DIRECTIVE A =
Extract every line of the listing below that contains the word "segment".

Friends, readers, and consumers, save me your jeers. I come to praise inflation, not to bury it.
Hey, I think inflation is getting a bum rap.
In the U.S. anyway.
Sure, run-away inflation in China and Brazil and India looks like it’s going to cause a lot of pain to consumers—a 70% rise in the price of onions in India?—and to investors—a 20% correction in Chinese stocks?
But back here in the United States? Bring it on. We need inflation. We should open our arms and hug it to our chest like a long-lost friend. Remember that just a few months ago we (well, the Federal Reserve mostly) were begging for the return of inflation to save us from that ol’ economy-wrecker deflation. And now we want to crush it, stomp on it like a bug? What kind of welcome back is that to our old friend?
So, in an effort to save one of our country’s longest and most important relationships I offer this reminder: Ten reasons why we—in the United States—should love inflation.

MATERIAL SUPPLIED =
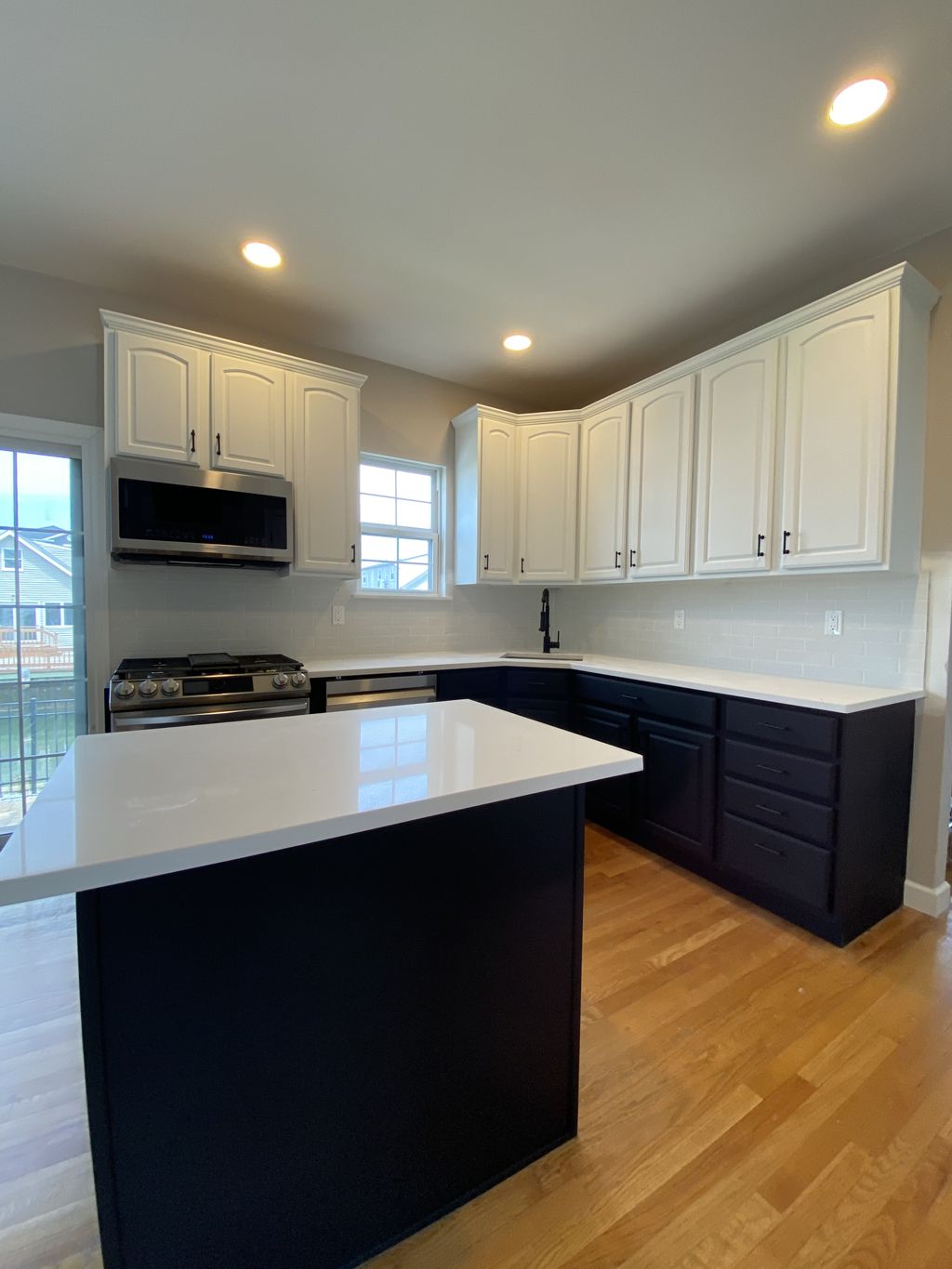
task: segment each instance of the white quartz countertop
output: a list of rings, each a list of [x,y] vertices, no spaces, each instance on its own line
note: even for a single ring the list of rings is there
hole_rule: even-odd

--

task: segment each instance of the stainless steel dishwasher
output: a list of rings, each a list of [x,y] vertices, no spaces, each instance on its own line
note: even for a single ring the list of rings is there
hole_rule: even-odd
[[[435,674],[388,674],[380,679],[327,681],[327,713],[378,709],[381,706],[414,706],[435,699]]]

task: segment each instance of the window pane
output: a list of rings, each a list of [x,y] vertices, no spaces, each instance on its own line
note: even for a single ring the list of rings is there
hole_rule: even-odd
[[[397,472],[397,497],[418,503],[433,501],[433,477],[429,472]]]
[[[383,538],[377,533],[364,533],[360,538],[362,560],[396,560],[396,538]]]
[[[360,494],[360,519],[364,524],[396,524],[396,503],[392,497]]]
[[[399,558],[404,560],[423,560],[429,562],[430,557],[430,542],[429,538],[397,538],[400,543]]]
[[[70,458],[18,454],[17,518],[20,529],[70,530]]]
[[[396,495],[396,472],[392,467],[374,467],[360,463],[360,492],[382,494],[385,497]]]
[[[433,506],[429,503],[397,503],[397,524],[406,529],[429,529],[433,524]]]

DIRECTIVE B =
From the piece on inflation above, write out the passage between "Hey, I think" and "in Chinese stocks?", inclusive.

FULL SOLUTION A =
task: segment each instance of the white quartz countertop
task: segment each instance of the stainless steel dishwasher
task: segment each instance of the window pane

FULL SOLUTION B =
Hey, I think inflation is getting a bum rap.
In the U.S. anyway.
Sure, run-away inflation in China and Brazil and India looks like it’s going to cause a lot of pain to consumers—a 70% rise in the price of onions in India?—and to investors—a 20% correction in Chinese stocks?